Render every line of the entries below as a numbered list, and skip any blank lines.

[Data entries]
--- START ---

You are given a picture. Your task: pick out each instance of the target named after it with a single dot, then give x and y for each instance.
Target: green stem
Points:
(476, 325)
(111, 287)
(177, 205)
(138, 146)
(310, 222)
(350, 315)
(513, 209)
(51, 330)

--- END ---

> _Expected output_:
1. You are given a picture. Your task: pick out each instance of the target named after it with a single dot, then give x and y for each instance.
2. Target: green stem
3. Points:
4. (476, 325)
5. (111, 287)
6. (177, 205)
7. (138, 146)
8. (310, 222)
9. (350, 315)
10. (513, 209)
11. (51, 330)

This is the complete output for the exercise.